::: PASSAGE TO READ :::

Shares of Pfizer, the world's largest pharmaceutical company, fell 3 per cent on the New York Stock Exchange on Friday after Smith Barney said its bestselling anti-cholesterol drug, Lipitor, could soon face competition from a generic version of the drug from India's largest pharmaceuticals company, Ranbaxy Laboratories.
Smith Barney's drug analyst George Grofik, who cut his rating on Pfizer to "in-line" from "outperform," said a generic challenge to Lipitor from Ranbaxy should not be dismissed as frivolous.
"After reviewing the relevant court documents and consulting our patent attorney, we believe there are significant risks to the Lipitor patent estate," he said in a report.
Lipitor is the world's biggest pharmaceutical brand with annual sales of $10 billion. The patent on the drug expires in 2011.
Ranbaxy has filed an application with the US Food and Drug Administration, which, if granted, could give it exclusive rights to market the drug in the US for a fixed period once the patent expires.
However, Ranbaxy's filing has been challenged by Pfizer in a Delaware court.
"We strongly disagree with the conclusions of the Smith Barney report concerning Lipitor," said Paul Fitzhenry, a Pfizer spokesman.
"We believe our patents for Lipitor are valid and have been infringed by Ranbaxy, and we have filed suits accordingly."
Grofik said he expected not just Lipitor but a group of drugs representing 42 percent of Pfizer's 2003 sales to be exposed to generic competition by the end of 2007.
Such competition would potentially halve Pfizer's earnings per share growth rate to 4 per cent between 2004 and 2008, he said.

:::

> _TASK INSTRUCTIONS_
1) Decide whether each statement agrees with the article on Pfizer's Lipitor. Answer yes or no for each and quote the words from the article that settle it. (a) The patent on Lipitor expires in 2011. (b) Ranbaxy's filing with the US Food and Drug Administration has gone unchallenged. (c) Lipitor brings in annual sales of $5 billion.
2) According to the article on Pfizer's Lipitor, what could generic competition reduce Pfizer's earnings per share growth rate to?

::: RECORDED DATA :::

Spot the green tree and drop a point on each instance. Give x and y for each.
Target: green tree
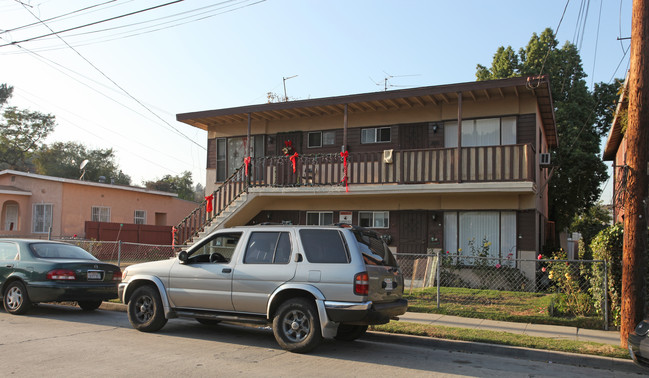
(21, 134)
(63, 159)
(580, 117)
(181, 185)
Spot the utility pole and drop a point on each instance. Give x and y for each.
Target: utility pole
(634, 259)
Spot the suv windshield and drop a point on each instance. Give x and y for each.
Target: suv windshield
(374, 250)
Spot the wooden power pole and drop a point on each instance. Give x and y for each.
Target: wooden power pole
(634, 261)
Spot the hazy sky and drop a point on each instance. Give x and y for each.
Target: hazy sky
(199, 55)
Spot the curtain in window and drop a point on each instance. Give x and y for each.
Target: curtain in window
(478, 228)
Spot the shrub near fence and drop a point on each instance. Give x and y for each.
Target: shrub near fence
(548, 287)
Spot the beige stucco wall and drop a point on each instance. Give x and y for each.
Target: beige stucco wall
(73, 201)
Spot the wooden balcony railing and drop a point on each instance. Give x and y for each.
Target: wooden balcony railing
(477, 164)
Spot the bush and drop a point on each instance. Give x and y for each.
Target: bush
(607, 246)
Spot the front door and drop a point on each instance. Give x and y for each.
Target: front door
(11, 217)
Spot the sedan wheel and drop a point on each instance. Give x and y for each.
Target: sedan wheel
(16, 301)
(145, 310)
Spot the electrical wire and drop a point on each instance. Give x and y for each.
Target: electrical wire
(120, 87)
(86, 25)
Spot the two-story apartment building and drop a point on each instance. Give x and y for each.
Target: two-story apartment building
(430, 167)
(33, 205)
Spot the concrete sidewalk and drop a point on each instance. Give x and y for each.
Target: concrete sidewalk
(540, 330)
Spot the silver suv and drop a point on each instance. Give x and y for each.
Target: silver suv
(309, 282)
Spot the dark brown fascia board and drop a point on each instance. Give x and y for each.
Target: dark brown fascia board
(363, 97)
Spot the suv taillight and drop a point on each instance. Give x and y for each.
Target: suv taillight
(61, 274)
(361, 284)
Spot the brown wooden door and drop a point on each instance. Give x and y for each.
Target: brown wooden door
(413, 232)
(285, 175)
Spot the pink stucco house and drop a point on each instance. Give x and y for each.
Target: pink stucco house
(33, 205)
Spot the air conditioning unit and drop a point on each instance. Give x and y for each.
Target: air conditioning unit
(387, 156)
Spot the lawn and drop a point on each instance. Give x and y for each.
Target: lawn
(512, 306)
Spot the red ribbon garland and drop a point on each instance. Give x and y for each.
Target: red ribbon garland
(293, 157)
(209, 200)
(344, 155)
(246, 161)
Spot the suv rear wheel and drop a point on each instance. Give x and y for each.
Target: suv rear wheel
(297, 326)
(145, 310)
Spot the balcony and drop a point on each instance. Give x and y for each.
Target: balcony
(427, 166)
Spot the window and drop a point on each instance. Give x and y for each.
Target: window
(268, 248)
(482, 132)
(315, 139)
(221, 173)
(375, 135)
(319, 218)
(464, 232)
(139, 217)
(100, 214)
(8, 251)
(328, 138)
(42, 218)
(374, 219)
(219, 249)
(324, 246)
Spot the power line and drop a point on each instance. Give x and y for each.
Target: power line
(117, 85)
(86, 25)
(55, 17)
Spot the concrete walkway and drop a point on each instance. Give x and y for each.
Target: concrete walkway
(540, 330)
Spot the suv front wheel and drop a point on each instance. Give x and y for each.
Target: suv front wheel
(145, 310)
(297, 326)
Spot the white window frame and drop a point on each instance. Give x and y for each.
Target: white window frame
(44, 218)
(141, 219)
(371, 135)
(374, 217)
(102, 214)
(321, 215)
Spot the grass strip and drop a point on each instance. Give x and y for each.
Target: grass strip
(504, 338)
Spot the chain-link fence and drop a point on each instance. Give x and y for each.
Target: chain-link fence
(123, 253)
(558, 288)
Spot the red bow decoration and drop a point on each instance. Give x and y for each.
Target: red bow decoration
(208, 206)
(344, 155)
(293, 157)
(246, 161)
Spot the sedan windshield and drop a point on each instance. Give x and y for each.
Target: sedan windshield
(59, 251)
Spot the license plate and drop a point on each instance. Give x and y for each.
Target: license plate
(94, 275)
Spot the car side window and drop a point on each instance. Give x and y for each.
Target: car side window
(268, 248)
(324, 246)
(8, 251)
(219, 249)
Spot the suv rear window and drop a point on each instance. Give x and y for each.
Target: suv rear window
(374, 250)
(324, 246)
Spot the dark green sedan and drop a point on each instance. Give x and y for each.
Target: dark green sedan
(33, 271)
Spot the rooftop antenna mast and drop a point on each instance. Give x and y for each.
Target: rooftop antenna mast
(386, 81)
(284, 80)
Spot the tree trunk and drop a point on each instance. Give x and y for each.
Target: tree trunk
(635, 222)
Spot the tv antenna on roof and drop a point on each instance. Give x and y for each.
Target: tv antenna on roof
(82, 167)
(386, 81)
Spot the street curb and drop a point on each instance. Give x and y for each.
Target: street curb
(575, 359)
(580, 360)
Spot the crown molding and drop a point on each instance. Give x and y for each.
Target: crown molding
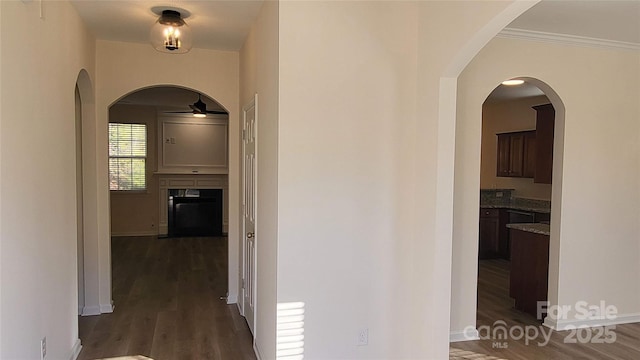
(513, 33)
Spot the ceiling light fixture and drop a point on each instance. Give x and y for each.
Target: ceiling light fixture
(513, 82)
(171, 34)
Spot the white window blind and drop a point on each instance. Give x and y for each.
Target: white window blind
(127, 156)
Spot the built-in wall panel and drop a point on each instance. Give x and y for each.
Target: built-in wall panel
(197, 158)
(167, 182)
(191, 145)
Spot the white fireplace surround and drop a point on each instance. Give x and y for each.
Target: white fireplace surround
(167, 182)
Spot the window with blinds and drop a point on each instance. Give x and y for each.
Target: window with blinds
(127, 156)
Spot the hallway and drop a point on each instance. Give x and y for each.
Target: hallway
(494, 305)
(167, 303)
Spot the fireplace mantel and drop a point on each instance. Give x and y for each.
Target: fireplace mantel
(199, 181)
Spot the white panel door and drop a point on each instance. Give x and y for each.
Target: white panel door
(249, 205)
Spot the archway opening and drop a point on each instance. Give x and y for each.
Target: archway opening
(87, 257)
(516, 177)
(478, 181)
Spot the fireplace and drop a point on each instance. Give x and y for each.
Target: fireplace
(195, 212)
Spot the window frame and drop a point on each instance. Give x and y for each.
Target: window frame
(145, 158)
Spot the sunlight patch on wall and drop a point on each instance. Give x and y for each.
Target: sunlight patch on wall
(290, 331)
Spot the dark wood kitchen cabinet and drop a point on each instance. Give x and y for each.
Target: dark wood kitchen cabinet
(529, 274)
(493, 236)
(545, 123)
(516, 154)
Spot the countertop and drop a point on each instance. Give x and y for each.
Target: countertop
(542, 210)
(536, 228)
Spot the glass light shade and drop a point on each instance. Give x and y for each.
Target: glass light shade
(171, 34)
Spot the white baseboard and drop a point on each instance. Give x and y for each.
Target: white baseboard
(134, 233)
(232, 299)
(106, 308)
(75, 351)
(255, 350)
(239, 306)
(91, 310)
(465, 335)
(563, 324)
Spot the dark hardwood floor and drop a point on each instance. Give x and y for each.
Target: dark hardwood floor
(167, 303)
(494, 304)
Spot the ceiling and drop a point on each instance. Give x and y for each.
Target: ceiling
(224, 25)
(607, 20)
(171, 98)
(221, 25)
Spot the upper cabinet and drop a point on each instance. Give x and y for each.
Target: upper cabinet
(529, 154)
(545, 123)
(516, 154)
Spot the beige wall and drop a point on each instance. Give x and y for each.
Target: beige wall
(259, 73)
(40, 62)
(361, 238)
(508, 116)
(595, 194)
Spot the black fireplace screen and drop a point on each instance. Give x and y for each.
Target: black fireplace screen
(194, 212)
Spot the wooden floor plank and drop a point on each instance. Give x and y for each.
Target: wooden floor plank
(495, 304)
(167, 294)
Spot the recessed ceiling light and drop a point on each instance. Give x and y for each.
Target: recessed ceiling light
(513, 82)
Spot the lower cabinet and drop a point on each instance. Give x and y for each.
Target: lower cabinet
(529, 270)
(493, 235)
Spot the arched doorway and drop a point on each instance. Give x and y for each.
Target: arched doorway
(87, 256)
(517, 147)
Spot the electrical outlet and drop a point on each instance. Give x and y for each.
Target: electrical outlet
(43, 348)
(363, 337)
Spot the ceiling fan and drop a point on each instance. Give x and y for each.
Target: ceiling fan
(199, 109)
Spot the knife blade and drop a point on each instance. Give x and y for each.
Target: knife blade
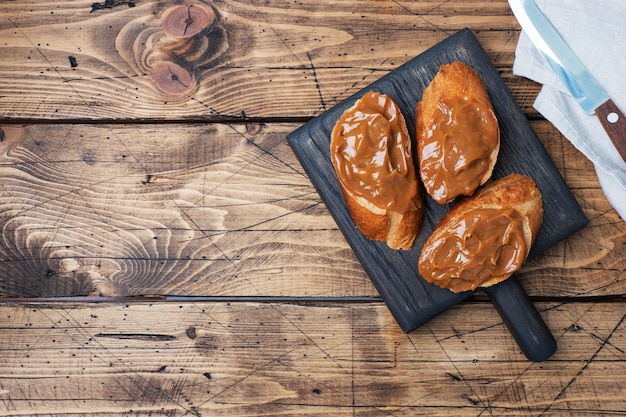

:::

> _TASK RESPONSES_
1)
(a) Yes: "The patent on the drug expires in 2011."
(b) No: "Ranbaxy's filing has been challenged by Pfizer in a Delaware court."
(c) No: "Lipitor is the world's biggest pharmaceutical brand with annual sales of $10 billion."

2) It could fall to 4 percent between 2004 and 2008.